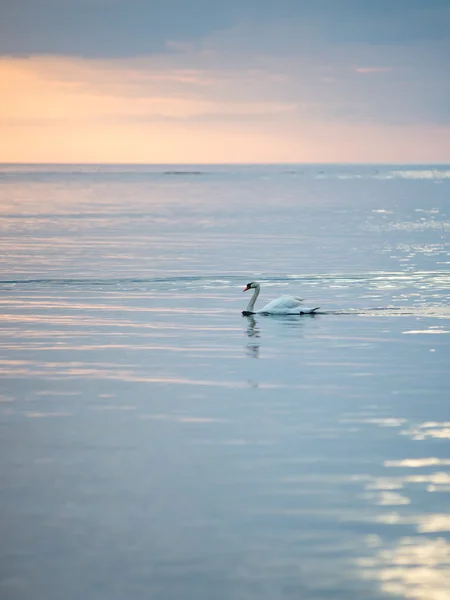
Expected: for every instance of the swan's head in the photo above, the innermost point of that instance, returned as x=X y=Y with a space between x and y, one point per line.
x=251 y=286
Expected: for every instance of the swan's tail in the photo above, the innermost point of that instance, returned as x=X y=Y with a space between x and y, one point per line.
x=309 y=311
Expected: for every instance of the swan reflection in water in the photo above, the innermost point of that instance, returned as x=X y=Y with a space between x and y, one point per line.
x=253 y=333
x=291 y=324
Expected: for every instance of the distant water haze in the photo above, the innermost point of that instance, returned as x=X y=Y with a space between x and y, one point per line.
x=157 y=444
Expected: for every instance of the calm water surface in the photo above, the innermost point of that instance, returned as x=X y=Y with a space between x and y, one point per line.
x=155 y=444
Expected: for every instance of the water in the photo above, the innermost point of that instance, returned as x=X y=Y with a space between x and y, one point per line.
x=156 y=444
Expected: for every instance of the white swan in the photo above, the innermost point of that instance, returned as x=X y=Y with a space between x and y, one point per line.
x=284 y=305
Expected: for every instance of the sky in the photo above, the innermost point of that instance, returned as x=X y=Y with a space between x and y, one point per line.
x=201 y=81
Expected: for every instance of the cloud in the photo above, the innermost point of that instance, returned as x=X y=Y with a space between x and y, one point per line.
x=120 y=28
x=297 y=76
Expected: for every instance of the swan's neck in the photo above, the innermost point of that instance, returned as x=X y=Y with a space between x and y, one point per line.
x=251 y=304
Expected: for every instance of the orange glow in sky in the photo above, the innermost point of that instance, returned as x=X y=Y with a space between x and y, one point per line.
x=147 y=110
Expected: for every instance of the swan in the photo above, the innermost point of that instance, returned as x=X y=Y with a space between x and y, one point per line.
x=284 y=305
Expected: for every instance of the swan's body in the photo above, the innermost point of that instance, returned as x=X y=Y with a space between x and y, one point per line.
x=284 y=305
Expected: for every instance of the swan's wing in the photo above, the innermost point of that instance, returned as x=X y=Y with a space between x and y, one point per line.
x=300 y=310
x=283 y=303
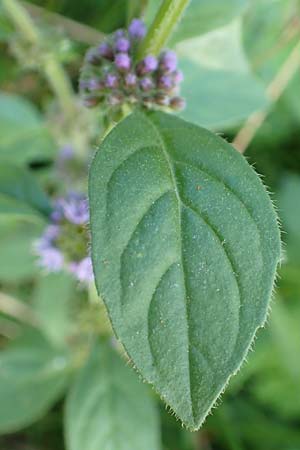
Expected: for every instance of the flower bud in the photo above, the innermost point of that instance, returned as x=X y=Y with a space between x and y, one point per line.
x=147 y=65
x=122 y=45
x=122 y=61
x=146 y=84
x=111 y=80
x=137 y=29
x=106 y=51
x=168 y=61
x=130 y=79
x=177 y=103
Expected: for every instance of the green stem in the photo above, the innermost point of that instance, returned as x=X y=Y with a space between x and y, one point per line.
x=60 y=83
x=52 y=69
x=163 y=25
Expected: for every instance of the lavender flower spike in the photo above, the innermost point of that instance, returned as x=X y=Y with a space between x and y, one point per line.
x=75 y=209
x=168 y=61
x=147 y=65
x=83 y=270
x=137 y=29
x=122 y=61
x=122 y=45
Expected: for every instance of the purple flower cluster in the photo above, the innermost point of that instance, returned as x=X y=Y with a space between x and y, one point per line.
x=111 y=76
x=64 y=244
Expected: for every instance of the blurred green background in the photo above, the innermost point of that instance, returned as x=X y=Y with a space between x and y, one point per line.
x=230 y=52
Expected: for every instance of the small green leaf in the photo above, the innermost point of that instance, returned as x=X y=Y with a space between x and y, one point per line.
x=185 y=246
x=23 y=134
x=201 y=16
x=109 y=408
x=33 y=375
x=218 y=86
x=19 y=192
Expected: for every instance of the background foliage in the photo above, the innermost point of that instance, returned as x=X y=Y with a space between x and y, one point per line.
x=230 y=52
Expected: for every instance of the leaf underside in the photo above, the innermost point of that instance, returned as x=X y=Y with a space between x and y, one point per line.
x=185 y=245
x=109 y=408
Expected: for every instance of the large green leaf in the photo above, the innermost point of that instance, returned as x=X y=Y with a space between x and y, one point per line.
x=20 y=193
x=185 y=246
x=109 y=408
x=201 y=16
x=33 y=376
x=23 y=134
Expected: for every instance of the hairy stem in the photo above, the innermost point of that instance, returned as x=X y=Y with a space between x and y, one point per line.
x=274 y=92
x=52 y=69
x=163 y=25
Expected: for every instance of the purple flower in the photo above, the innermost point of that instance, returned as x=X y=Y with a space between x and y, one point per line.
x=119 y=33
x=122 y=45
x=92 y=57
x=177 y=103
x=75 y=209
x=130 y=79
x=137 y=29
x=168 y=61
x=90 y=101
x=114 y=100
x=178 y=76
x=111 y=81
x=162 y=100
x=84 y=84
x=147 y=65
x=83 y=270
x=146 y=84
x=51 y=259
x=105 y=51
x=165 y=82
x=122 y=61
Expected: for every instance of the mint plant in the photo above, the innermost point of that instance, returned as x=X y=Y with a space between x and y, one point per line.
x=152 y=243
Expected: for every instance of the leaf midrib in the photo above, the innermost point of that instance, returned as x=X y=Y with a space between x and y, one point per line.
x=180 y=205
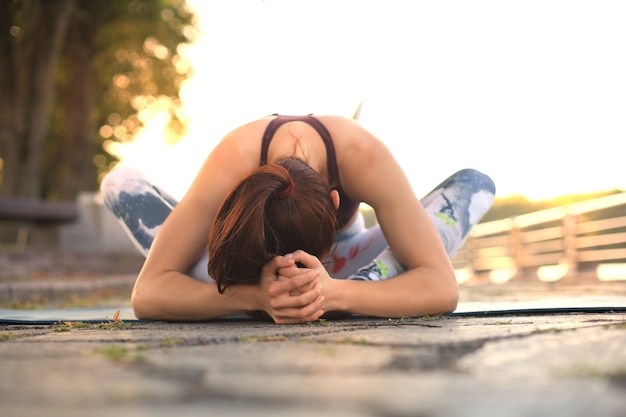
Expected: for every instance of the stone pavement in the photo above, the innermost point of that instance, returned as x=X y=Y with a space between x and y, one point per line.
x=569 y=365
x=512 y=365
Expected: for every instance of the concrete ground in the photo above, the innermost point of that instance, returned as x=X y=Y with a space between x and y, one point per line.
x=512 y=365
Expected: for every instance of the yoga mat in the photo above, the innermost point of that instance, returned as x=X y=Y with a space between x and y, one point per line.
x=467 y=309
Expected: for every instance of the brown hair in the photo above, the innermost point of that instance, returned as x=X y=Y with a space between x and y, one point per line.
x=277 y=209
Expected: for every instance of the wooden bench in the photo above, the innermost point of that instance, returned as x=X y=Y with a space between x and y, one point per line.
x=29 y=214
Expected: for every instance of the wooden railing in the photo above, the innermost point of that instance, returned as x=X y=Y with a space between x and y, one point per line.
x=586 y=239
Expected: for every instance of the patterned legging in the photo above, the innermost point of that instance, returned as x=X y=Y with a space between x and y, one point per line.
x=455 y=206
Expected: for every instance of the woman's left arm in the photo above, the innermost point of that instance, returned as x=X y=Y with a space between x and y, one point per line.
x=370 y=173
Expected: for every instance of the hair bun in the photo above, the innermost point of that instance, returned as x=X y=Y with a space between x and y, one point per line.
x=287 y=191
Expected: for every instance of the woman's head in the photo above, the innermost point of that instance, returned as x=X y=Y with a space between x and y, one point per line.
x=275 y=210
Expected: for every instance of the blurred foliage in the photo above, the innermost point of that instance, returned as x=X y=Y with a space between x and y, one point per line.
x=120 y=63
x=139 y=68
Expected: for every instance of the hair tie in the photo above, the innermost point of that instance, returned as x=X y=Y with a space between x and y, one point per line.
x=287 y=191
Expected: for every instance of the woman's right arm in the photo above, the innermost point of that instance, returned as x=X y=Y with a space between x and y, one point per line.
x=164 y=291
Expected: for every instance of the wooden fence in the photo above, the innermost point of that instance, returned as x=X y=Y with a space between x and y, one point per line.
x=573 y=242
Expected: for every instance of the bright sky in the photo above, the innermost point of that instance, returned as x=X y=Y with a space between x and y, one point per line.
x=531 y=92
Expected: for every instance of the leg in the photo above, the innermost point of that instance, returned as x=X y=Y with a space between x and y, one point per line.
x=141 y=208
x=354 y=247
x=455 y=206
x=458 y=204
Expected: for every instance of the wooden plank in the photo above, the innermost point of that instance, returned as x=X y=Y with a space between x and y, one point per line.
x=38 y=210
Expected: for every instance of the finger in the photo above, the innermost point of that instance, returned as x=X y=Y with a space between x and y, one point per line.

### WHAT IS EXPECTED
When you repeat the material, keep every word exact and drop the pictures.

### THE COMPLETED TASK
Expected: for every instance of the swan's head in the photo above, the innermost point of that instance, returned as x=X y=Y with a space between x and y, one point per line.
x=251 y=286
Expected: for every instance of the swan's tail in the photo above, the innermost point of that instance, returned as x=X y=Y with a space between x and y, one point per line.
x=309 y=311
Expected: for every instance of the swan reflection in water in the photo above, the innermost point of that instance, returned as x=X y=Y with a space between x and y, one point per line.
x=253 y=333
x=291 y=324
Expected: for every instance of the distant water haze in the photo above, the innermost point of that instance, returned as x=X y=Y with a space between x and y, one point per line.
x=157 y=444
Expected: for every instance of the calm water surface in the photo above, the innermost point of that instance, returned as x=X y=Y with a space between x and y, one point per line.
x=155 y=444
Expected: for every instance of the water in the photo above, the innermost point of that instance, returned as x=X y=Y with a space between x and y, one point per line.
x=156 y=444
Expected: for every instance of the white swan in the photo above, the innermost point of that instance, returned as x=X y=Y with a space between x and y, one point per line.
x=284 y=305
Expected: for every instance of the sky in the photo above, the innermost point of that instance, returned as x=X y=Y with a space between x and y, one point per line.
x=201 y=81
Expected: for every instance of the cloud in the photo above, the innermost point of that instance, returned as x=X y=Y with a space between x and y, one point per line.
x=120 y=28
x=297 y=76
Expected: for every instance of the swan's neck in the photo above, the innermost point of that instance, returned as x=X y=Y with a space between x and y, one point per line.
x=251 y=304
Expected: for every instance of the orange glow in sky in the photo above, the innermost point of that instance, returned as x=X y=Y with a space between x and y, one point per line.
x=147 y=110
Expected: for every instance of the swan in the photo above, the innermost point of that instance, returned as x=X y=Y with a space between x and y, one point per line.
x=284 y=305
Expected: for every instance of the swan's body in the photo above, the innermost point of that instance, returned as x=X y=Y with a space between x and y, one point per line.
x=284 y=305
Expected: for every instance of the swan's wing in the photo above, the innermost point of that instance, returned as x=X y=Y with a space between x and y, one point per line.
x=300 y=310
x=283 y=303
Expected: for every instance of the flower bud in the photo above, the innermost point of that instance, returned as x=X y=Y with a space between x and y, one point per line.
x=147 y=65
x=122 y=45
x=122 y=61
x=146 y=84
x=111 y=80
x=137 y=29
x=106 y=51
x=168 y=61
x=130 y=79
x=177 y=103
Expected: for every instance of the green stem in the photo above, the innermost point of that instance, returned as x=X y=Y with a space between x and y, one point per line.
x=60 y=83
x=52 y=69
x=163 y=25
Expected: for every instance of the lavender flower spike in the photo above, the innermost point of that instance, returned as x=X y=Y with a space between x and y, one point per line.
x=75 y=209
x=168 y=61
x=147 y=65
x=83 y=270
x=137 y=29
x=122 y=61
x=122 y=45
Expected: for every instance of the purple flower cluster in the photo above, the innermost point of that instance, returned as x=X y=Y with a space between x and y, one point per line.
x=111 y=76
x=64 y=244
Expected: for every instance of the blurred green background in the photo above, the innermost point of that instance, returned as x=X y=Y with a space between x and y, one point per line.
x=230 y=52
Expected: for every instance of the small green leaf in the photo above, the innermost point of that instance, returned as x=X y=Y with a space between x and y, one point per line.
x=185 y=246
x=23 y=134
x=201 y=16
x=109 y=408
x=33 y=375
x=218 y=86
x=19 y=192
Expected: for every instance of the background foliage in the photo above, the innermost point of that instance, returned as x=X y=Y with a space between x and y, one point per line.
x=230 y=52
Expected: for every instance of the leaf underside in the photo above, the innermost point of that instance, returned as x=X y=Y with a space between x and y, one point per line.
x=185 y=245
x=109 y=408
Expected: for every instance of the large green leaf in the photo above, the innermost point of that instance, returned as x=X y=Y with a space between x and y, one point per line.
x=20 y=193
x=185 y=246
x=109 y=408
x=201 y=16
x=33 y=376
x=23 y=134
Expected: for every instance of the hairy stem in the photo above, the innermost point of that instance, returned as x=X y=Y with a space between x and y, one point per line.
x=274 y=92
x=52 y=69
x=163 y=25
Expected: for every instance of the purple flower in the photo above, the innermost point of that instance, returned as x=X y=Y with a space between x and y, one point per line.
x=119 y=33
x=122 y=45
x=92 y=57
x=177 y=103
x=75 y=209
x=130 y=79
x=137 y=29
x=168 y=61
x=90 y=101
x=114 y=100
x=178 y=76
x=111 y=81
x=162 y=100
x=84 y=84
x=147 y=65
x=83 y=270
x=146 y=84
x=51 y=259
x=105 y=51
x=165 y=82
x=122 y=61
Expected: for every instance of the mint plant in the photo above, the innermost point of that instance, returned as x=X y=Y with a space between x and y, one point per line.
x=152 y=243
Expected: for every instance of the leaf midrib in the photo above, the innermost point of that instance, returned as x=X y=Y with a space between x and y, one point per line.
x=180 y=205
Expected: for every instance of the stone pavement in the photo above, the innermost point of that instance, returned as x=X y=Y with a space between x and y, one point per line.
x=569 y=365
x=512 y=365
Expected: for every instance of the concrete ground in the photo above, the innermost point of that instance, returned as x=X y=Y with a space between x and y, one point per line.
x=512 y=365
Expected: for every instance of the yoga mat in the photo above, the innermost point of that instance, returned as x=X y=Y with a space between x and y, one point per line.
x=467 y=309
Expected: for every instance of the brown hair in the photo above, the innermost point of that instance, returned as x=X y=Y with a space between x and y, one point per line.
x=277 y=209
Expected: for every instance of the wooden bench in the photo above, the innermost point of that instance, returned as x=X y=Y with a space between x and y, one point per line.
x=29 y=214
Expected: for every instance of the wooden railing in the photo above, the innermost point of that instance, returned as x=X y=Y with a space between x and y, one point per line.
x=586 y=239
Expected: for every instance of the patterned legging in the photo above, the innermost point of that instance, returned as x=X y=Y with a space between x and y, one point per line.
x=455 y=206
Expected: for every instance of the woman's left arm in the photo above, the innermost point of that instance, returned as x=X y=Y with a space between x and y, one point per line.
x=370 y=173
Expected: for every instance of the hair bun in the photo above, the innermost point of that instance, returned as x=X y=Y with a space between x and y, one point per line.
x=287 y=191
Expected: for every instance of the woman's head in the photo above, the innermost point of that instance, returned as x=X y=Y with a space between x and y, one point per line.
x=275 y=210
Expected: for every instance of the blurred foliage in the photo above, the innermost point of that instance, returned as x=X y=Y with a space between x and y, one point per line.
x=120 y=63
x=139 y=68
Expected: for every instance of the hair tie in the photo above, the innermost point of that instance, returned as x=X y=Y with a space between x and y, one point per line.
x=287 y=191
Expected: for every instance of the woman's right arm in the photo above, the innermost point of that instance, returned as x=X y=Y with a space between x and y, one point per line.
x=164 y=291
Expected: for every instance of the wooden fence in the photo above, the innermost point of that instance, returned as x=X y=Y with a space between x and y, one point per line.
x=573 y=242
Expected: for every instance of the bright sky in the photo above, the innermost point of that instance, returned as x=X y=Y with a space between x and y, one point per line.
x=531 y=92
Expected: for every instance of the leg in the photo above, the innermost point of that instance, returned as x=X y=Y with a space between x and y, one point per line.
x=141 y=208
x=354 y=247
x=455 y=206
x=458 y=204
Expected: for every instance of the wooden plank in the photo above, the innermost point of that instance, returned as x=X y=Y with a space between x and y, one point per line.
x=38 y=210
Expected: for every instance of the finger in the photo above, the innermost point of that instance, returned as x=X y=Y with a space between x and y, one point per line.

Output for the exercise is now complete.